— Begin —

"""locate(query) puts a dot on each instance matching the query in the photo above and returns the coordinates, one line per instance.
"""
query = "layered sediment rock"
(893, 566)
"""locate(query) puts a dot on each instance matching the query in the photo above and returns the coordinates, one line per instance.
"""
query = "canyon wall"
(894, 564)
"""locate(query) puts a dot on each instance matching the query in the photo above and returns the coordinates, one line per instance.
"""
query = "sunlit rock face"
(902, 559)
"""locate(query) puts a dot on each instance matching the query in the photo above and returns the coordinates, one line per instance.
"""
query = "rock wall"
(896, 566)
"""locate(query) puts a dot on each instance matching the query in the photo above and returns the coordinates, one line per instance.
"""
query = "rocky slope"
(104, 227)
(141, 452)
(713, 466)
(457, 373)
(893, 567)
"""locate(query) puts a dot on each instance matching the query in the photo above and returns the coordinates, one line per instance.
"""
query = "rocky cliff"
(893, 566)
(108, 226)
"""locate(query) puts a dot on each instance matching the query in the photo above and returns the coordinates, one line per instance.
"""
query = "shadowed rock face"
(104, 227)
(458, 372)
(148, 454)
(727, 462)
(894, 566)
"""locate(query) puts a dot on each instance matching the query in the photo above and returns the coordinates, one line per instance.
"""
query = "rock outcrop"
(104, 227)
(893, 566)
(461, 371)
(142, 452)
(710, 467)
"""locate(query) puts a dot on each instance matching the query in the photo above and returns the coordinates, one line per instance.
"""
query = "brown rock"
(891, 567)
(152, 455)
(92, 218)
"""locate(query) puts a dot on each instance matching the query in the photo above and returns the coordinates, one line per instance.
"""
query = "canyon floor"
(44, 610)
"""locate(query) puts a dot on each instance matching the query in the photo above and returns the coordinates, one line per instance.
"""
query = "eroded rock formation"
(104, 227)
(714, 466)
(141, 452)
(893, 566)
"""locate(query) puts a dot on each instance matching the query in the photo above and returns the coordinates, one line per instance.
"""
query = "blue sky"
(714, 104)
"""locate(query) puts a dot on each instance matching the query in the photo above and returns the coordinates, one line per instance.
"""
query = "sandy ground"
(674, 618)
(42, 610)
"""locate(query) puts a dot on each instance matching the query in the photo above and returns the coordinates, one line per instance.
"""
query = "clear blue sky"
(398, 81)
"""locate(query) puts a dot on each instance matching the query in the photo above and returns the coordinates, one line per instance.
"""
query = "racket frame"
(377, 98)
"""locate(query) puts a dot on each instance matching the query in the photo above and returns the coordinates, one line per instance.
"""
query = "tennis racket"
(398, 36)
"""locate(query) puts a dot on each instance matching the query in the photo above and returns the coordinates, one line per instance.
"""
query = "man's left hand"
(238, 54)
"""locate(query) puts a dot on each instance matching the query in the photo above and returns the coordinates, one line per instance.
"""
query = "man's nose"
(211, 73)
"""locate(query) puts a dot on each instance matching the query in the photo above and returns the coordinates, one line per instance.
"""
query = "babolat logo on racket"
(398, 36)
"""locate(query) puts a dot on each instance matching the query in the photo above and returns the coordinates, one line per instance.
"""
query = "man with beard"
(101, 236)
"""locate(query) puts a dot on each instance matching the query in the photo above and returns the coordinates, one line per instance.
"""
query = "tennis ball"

— End —

§ REQUEST
Retype every record above exactly as it appears.

§ OUTPUT OF THE TASK
"""locate(query) puts a dot on each instance matching the query in the photo above and returns the coordinates, one line per instance.
"""
query = "layered sediment rock"
(893, 566)
"""locate(query) puts a dot on each instance matching the query in the photo above and returns the coordinates, one line per instance.
"""
query = "canyon wall"
(894, 564)
"""locate(query) puts a dot on each instance matching the query in the photo above and returns the coordinates, one line per instance.
"""
query = "sunlit rock face"
(902, 559)
"""locate(query) puts a dot on each instance matching the query in the photo above and returns the coordinates, one line per instance.
"""
query = "rock wall"
(896, 566)
"""locate(query) puts a dot on each instance matching the query in the photo above and returns the coordinates, one line per instance.
"""
query = "rocky slope"
(104, 227)
(141, 452)
(713, 466)
(457, 373)
(893, 567)
"""locate(query) puts a dot on each instance matching the query in the photo above and returns the coordinates, one line per instance.
"""
query = "rocky cliff"
(893, 566)
(108, 226)
"""locate(query) puts a dot on each instance matching the query in the photo above and returns the coordinates, one line per instance.
"""
query = "shadowed rock face"
(104, 227)
(458, 372)
(148, 454)
(727, 462)
(894, 566)
"""locate(query) puts a dot on each instance matching the query in the photo above and returns the coordinates, one line per instance.
"""
query = "rock outcrop"
(104, 227)
(893, 566)
(461, 371)
(142, 452)
(710, 467)
"""locate(query) puts a dot on each instance matching the query in the photo above and returns the coordinates, one line per instance.
"""
query = "brown rock"
(891, 567)
(152, 455)
(92, 218)
"""locate(query) puts a dot on each instance matching the query in the photo above and returns the coordinates, one line per instance.
"""
query = "canyon floor"
(44, 610)
"""locate(query) puts a dot on each instance matching the query in the photo above and returns the coordinates, one line per instance.
"""
query = "eroded rock formation"
(104, 227)
(714, 466)
(141, 452)
(893, 566)
"""locate(query) puts a dot on each instance matching the query in the photo above and returns the coordinates, one line per instance.
"""
query = "blue sky"
(714, 104)
"""locate(query) puts a dot on each instance matching the query in the photo above and returns the coordinates, one line per instance.
"""
query = "sandy ground"
(674, 618)
(42, 610)
"""locate(query) puts a dot on each instance matching the query in the photo above and returns the coordinates, one line per instance.
"""
query = "clear blue sky"
(398, 81)
"""locate(query) puts a dot on each instance matching the query in the photo above and returns the coordinates, one line per instance.
"""
query = "racket frame"
(377, 98)
"""locate(query) puts a dot on each instance matching the query in the photo above and returns the coordinates, one line per instance.
"""
query = "tennis racket"
(398, 36)
"""locate(query) puts a dot on each instance matching the query in the photo above and returns the coordinates, one line per instance.
"""
query = "man's left hand"
(238, 54)
"""locate(query) puts a dot on each instance matching the query in the photo above and returns the coordinates, one line per instance.
"""
query = "man's nose"
(211, 73)
"""locate(query) puts a dot on each instance matching the query in the photo above and returns the coordinates, one line per instance.
"""
query = "babolat logo on racket"
(398, 36)
"""locate(query) puts a dot on each instance matching the query in the photo above and returns the coordinates, one line per instance.
"""
query = "man with beard"
(101, 236)
"""locate(query) puts a dot on each instance matching the query in the photo above and returns the coordinates, one line per instance.
"""
query = "tennis ball"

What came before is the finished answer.